_The data:_
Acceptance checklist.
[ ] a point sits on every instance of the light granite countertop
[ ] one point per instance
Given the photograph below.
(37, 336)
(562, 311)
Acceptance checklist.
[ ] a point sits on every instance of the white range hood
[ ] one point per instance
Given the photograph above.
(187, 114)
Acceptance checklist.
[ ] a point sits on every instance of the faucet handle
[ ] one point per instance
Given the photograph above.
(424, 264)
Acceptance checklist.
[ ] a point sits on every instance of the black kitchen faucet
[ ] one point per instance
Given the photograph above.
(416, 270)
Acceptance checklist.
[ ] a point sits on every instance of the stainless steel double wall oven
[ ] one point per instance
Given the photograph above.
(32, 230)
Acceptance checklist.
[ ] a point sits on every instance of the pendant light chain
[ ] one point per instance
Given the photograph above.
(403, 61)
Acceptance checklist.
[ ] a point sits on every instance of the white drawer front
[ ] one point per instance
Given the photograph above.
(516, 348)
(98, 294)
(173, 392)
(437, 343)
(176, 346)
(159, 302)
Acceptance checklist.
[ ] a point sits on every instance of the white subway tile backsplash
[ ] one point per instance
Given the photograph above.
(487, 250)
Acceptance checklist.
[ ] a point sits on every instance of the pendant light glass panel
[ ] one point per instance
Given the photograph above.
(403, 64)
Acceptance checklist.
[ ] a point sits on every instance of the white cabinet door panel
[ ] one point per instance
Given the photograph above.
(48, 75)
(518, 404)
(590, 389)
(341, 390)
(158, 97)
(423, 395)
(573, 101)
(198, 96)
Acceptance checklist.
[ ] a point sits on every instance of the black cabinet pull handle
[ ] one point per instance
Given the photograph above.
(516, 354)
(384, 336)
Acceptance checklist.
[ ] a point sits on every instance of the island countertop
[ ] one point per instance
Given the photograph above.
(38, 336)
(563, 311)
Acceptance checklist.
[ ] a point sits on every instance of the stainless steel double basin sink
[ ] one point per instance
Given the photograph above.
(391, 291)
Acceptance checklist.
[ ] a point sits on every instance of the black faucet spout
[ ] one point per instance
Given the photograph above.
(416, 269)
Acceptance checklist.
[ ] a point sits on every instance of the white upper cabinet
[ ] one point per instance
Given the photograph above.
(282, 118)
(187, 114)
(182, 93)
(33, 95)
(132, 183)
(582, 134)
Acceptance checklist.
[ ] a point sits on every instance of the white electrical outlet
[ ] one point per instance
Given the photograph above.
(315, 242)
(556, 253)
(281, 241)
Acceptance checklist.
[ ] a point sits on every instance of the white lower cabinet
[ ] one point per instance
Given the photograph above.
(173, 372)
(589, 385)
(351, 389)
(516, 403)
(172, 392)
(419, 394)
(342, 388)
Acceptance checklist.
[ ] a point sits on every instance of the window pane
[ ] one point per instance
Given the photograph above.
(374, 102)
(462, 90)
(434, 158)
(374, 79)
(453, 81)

_To do:_
The full listing is to be restated word for word.

_Response to this task:_
Acceptance checklist.
[ ] a point sits on every instance of the light granite countertop
[ ] one point per instance
Given the photograph below.
(37, 336)
(562, 311)
Acceptance checklist.
[ ] a point sits on every instance of the white range hood
[ ] one point per instance
Given the photograph above.
(187, 114)
Acceptance checklist.
[ ] a point sits on every instance of the faucet handle
[ ] one point per instance
Given the photograph above.
(424, 264)
Acceptance checklist.
[ ] a point sits on every instance of the black kitchen faucet
[ ] one point per instance
Given the photograph above.
(416, 270)
Acceptance checklist.
[ ] a point sits on every instance of the stainless steel double wall oven
[ ] one point per instance
Given the photograph above.
(32, 230)
Acceptance checklist.
[ ] a point sits on every instance of the pendant light chain
[ ] one point per instance
Given the photograph above.
(403, 61)
Acceptance checklist.
[ ] a point sits on every instance of the white drawer front
[ ] one point per instance
Given the photograph above.
(516, 348)
(98, 294)
(173, 392)
(437, 343)
(176, 346)
(159, 302)
Acceptance checklist.
[ ] a point sits on every instance of the white subway tile backsplash
[ ] one point per instance
Given the photograph above.
(487, 250)
Acceptance checklist.
[ ] a point sits on every instance of the pendant light glass panel
[ ] one point per instance
Given the photograph above.
(403, 64)
Acceptance checklist.
[ ] a point sits on every instance of the white cabinet door panel
[ ] one point per instance
Given the photograph above.
(48, 75)
(518, 404)
(590, 389)
(341, 390)
(158, 97)
(423, 395)
(573, 101)
(198, 96)
Acceptance checklist.
[ ] a point sits on every instance of the black cabinet pull handle
[ ] one point per instance
Given the photograph above.
(516, 354)
(384, 336)
Acceptance checklist.
[ ] a point sits on every instance of the island countertop
[ ] one point per instance
Given the photograph above.
(38, 336)
(563, 311)
Acceptance checklist.
[ ] a point sits on every instance of the stainless steel double basin sink
[ ] one point per instance
Given the photograph above.
(391, 291)
Acceptance checklist.
[ ] a point sits on every instance of the black faucet spout
[ ] one point per instance
Given the photograph above.
(416, 269)
Acceptance checklist.
[ ] a point sits on every instance of the white upper cabinet
[ ] one point per instance
Given the photograph above.
(282, 118)
(187, 114)
(182, 93)
(33, 95)
(132, 183)
(582, 134)
Acceptance checklist.
[ ] a point sits on every instance of the white electrical outlet
[ ] one point per instance
Given the photograph above.
(315, 242)
(556, 253)
(281, 241)
Acceptance checklist.
[ ] a point sits on every instance of the white lower cabinet
[ ] one point per instance
Given the photograph above.
(173, 372)
(589, 385)
(351, 389)
(516, 403)
(172, 392)
(419, 394)
(342, 388)
Acceptance checklist.
[ ] a point sits on every instance of the window pane
[ ] one point per instance
Given the photograph above.
(374, 102)
(462, 90)
(434, 158)
(374, 79)
(453, 81)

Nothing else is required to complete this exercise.